Work required -> Locate the line with "Which pixel sits on the girl's arm?" in the material. Copy that line and each one after it, through the last, exactly and with nothing else.
---- Dataset records
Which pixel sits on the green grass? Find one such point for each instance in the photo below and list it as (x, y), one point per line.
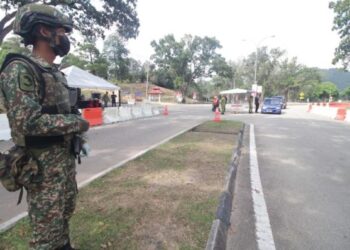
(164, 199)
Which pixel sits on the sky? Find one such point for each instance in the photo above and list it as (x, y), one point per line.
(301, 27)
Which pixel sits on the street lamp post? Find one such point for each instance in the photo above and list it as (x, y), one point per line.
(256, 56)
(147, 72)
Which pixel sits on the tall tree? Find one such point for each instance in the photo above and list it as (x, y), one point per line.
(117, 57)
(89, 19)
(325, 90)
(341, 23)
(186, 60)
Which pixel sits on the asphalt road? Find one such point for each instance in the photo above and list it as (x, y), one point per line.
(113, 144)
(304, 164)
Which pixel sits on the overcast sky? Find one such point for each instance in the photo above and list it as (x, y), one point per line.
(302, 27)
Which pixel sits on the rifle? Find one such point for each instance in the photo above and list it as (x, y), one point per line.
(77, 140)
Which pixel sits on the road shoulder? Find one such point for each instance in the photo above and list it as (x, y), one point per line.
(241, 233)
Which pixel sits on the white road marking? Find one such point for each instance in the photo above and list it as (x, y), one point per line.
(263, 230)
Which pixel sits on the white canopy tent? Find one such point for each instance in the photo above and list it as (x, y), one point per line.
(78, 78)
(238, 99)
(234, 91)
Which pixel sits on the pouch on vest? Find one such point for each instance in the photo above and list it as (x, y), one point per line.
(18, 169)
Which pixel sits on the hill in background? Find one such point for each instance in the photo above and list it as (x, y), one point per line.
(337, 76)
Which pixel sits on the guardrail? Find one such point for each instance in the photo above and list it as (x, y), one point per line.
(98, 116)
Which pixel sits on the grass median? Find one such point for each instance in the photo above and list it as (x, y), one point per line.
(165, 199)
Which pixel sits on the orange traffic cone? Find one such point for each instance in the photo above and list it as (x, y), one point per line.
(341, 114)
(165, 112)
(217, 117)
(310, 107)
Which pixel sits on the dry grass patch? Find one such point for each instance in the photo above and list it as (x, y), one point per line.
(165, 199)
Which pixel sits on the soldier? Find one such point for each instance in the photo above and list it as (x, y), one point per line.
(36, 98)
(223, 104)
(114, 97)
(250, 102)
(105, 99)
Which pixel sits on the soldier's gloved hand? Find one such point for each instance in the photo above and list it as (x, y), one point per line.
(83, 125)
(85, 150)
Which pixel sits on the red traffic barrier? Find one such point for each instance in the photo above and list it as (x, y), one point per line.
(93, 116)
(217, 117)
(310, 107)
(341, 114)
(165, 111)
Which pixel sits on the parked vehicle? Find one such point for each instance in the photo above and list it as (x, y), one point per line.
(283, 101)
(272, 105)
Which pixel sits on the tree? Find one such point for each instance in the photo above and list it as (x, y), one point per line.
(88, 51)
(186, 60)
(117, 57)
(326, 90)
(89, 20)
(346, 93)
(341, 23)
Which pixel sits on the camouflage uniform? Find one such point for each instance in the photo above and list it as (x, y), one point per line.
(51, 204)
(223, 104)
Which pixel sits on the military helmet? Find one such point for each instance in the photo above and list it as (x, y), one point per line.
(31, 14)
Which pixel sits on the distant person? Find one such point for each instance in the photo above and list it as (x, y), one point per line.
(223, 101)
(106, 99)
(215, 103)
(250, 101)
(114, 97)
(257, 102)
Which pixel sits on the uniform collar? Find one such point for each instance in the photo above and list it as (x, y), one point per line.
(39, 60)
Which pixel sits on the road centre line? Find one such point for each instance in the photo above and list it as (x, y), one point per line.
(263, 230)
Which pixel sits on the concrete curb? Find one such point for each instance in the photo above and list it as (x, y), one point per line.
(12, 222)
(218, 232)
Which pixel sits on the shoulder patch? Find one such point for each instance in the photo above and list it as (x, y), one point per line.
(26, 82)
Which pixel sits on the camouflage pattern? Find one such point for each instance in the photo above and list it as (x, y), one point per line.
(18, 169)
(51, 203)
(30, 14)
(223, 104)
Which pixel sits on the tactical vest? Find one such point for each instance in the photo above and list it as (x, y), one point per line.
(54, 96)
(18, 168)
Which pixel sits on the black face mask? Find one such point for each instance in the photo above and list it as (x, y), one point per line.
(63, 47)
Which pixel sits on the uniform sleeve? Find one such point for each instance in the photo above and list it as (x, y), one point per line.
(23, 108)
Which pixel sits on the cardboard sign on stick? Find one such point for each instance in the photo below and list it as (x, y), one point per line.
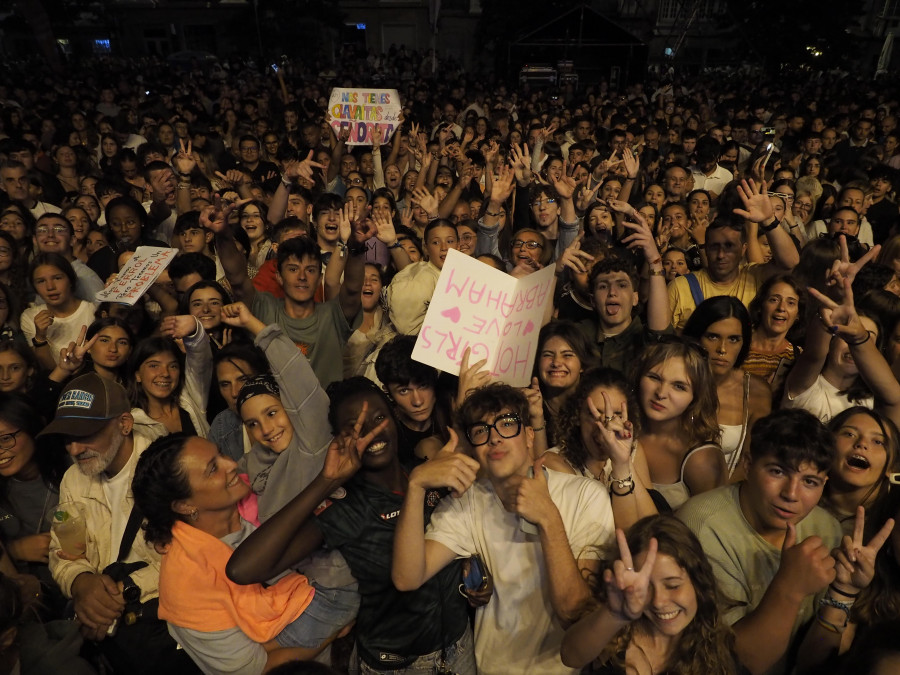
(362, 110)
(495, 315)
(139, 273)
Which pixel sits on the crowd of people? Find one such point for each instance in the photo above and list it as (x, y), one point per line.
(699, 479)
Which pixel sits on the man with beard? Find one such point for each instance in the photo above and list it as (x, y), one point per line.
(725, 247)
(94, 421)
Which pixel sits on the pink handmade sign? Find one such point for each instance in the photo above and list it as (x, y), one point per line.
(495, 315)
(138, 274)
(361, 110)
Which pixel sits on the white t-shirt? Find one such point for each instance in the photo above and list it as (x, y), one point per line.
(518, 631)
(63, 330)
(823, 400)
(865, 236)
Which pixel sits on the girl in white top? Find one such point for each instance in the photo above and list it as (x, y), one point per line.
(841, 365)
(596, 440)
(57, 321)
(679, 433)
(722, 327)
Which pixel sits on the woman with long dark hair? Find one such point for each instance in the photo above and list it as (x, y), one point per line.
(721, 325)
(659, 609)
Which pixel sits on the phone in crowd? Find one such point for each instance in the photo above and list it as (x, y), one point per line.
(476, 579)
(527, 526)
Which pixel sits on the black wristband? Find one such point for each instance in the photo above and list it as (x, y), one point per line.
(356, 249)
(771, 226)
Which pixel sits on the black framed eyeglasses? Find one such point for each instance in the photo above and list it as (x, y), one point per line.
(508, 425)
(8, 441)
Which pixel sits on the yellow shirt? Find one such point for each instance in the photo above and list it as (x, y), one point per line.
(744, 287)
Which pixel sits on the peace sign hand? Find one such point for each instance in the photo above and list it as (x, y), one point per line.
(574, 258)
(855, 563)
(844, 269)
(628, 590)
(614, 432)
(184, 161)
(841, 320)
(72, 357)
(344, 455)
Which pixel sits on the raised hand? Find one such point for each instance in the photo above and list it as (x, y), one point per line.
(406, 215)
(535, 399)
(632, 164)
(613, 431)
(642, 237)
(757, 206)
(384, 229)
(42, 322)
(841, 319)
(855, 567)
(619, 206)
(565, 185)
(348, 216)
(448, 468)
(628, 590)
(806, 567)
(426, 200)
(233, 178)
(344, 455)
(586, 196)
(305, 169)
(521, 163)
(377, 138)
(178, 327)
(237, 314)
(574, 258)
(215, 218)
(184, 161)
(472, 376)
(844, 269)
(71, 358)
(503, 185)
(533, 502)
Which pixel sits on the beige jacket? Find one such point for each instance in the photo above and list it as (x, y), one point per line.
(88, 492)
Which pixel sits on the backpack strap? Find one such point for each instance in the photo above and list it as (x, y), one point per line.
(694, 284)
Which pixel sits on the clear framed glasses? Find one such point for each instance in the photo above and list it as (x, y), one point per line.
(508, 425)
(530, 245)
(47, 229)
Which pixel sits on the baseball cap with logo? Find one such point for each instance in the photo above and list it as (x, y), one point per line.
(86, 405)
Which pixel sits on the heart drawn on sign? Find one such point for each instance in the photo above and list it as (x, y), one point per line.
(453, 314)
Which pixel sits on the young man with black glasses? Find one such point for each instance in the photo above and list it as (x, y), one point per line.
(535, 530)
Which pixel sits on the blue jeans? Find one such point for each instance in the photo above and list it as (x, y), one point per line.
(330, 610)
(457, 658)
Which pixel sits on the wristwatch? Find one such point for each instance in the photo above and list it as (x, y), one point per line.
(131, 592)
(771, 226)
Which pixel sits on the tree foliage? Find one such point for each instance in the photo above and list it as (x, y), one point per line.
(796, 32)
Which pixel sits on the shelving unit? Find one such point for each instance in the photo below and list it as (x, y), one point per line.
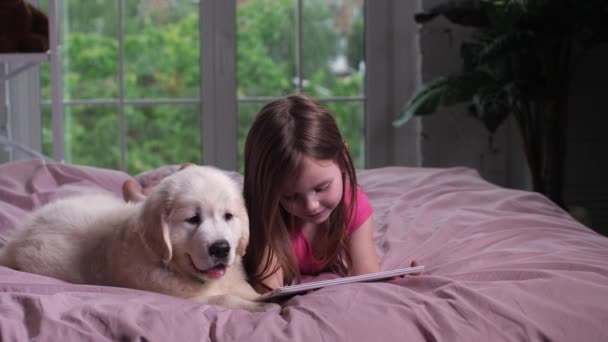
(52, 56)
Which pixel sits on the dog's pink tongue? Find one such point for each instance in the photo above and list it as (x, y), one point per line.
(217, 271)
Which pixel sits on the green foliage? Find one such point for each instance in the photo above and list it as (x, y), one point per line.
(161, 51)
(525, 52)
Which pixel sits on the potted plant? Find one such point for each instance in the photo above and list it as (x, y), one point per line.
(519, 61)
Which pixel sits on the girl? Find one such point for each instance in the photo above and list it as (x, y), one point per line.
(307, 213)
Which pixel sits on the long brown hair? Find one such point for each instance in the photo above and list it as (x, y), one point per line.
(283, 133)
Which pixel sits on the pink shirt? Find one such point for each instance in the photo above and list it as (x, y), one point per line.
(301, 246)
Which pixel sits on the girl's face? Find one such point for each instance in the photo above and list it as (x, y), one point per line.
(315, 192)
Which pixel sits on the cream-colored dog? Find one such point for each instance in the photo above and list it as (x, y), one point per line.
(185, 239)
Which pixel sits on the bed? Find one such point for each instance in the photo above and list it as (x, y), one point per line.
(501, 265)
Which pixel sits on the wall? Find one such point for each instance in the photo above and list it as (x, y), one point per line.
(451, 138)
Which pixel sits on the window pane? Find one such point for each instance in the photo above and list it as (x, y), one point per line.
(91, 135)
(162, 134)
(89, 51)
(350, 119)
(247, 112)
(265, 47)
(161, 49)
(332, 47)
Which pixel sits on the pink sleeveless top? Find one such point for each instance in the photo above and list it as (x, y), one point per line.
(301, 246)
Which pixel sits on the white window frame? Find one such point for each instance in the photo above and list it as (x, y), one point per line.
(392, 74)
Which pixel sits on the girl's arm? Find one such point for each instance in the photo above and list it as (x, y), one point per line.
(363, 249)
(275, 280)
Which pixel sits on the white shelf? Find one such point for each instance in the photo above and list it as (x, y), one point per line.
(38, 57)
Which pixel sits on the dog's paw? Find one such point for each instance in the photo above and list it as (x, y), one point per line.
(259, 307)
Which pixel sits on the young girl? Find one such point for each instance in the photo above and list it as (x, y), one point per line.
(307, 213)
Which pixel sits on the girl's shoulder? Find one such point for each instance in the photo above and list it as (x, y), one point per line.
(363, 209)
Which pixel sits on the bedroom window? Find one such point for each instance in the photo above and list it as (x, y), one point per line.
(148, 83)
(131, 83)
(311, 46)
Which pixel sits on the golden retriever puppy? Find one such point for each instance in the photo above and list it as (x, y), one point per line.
--------
Written solution ->
Which pixel sits on the girl's arm? Find one such point for each instance in the photo above and list it as (x, y), one point per line.
(363, 249)
(275, 280)
Which pixel sits on the white shelf? Find one such point for each instance in the photo above and list it as (x, y), one point per line.
(38, 57)
Which pixel sits on the dog's paw? Find one such point for each instance in the photo above and list it as (x, y), one point per line.
(259, 307)
Which pixel sits on the young girl? Find one such point for each instance in the photo above and list it as (x, y), one point per line.
(307, 213)
Which pixel sits on the girl's shoulder? Find one such point for each instance in the photo above and list it as (x, y), one point per line.
(363, 209)
Which pixel sits on the bedroom window? Find one such point for each instance in the photo above and list it as (x, y), one point per line.
(148, 83)
(131, 83)
(311, 46)
Which pixel sits on the golden retriever puppy? Find one such point for each instance in the photo above and list it as (x, y), one point per line.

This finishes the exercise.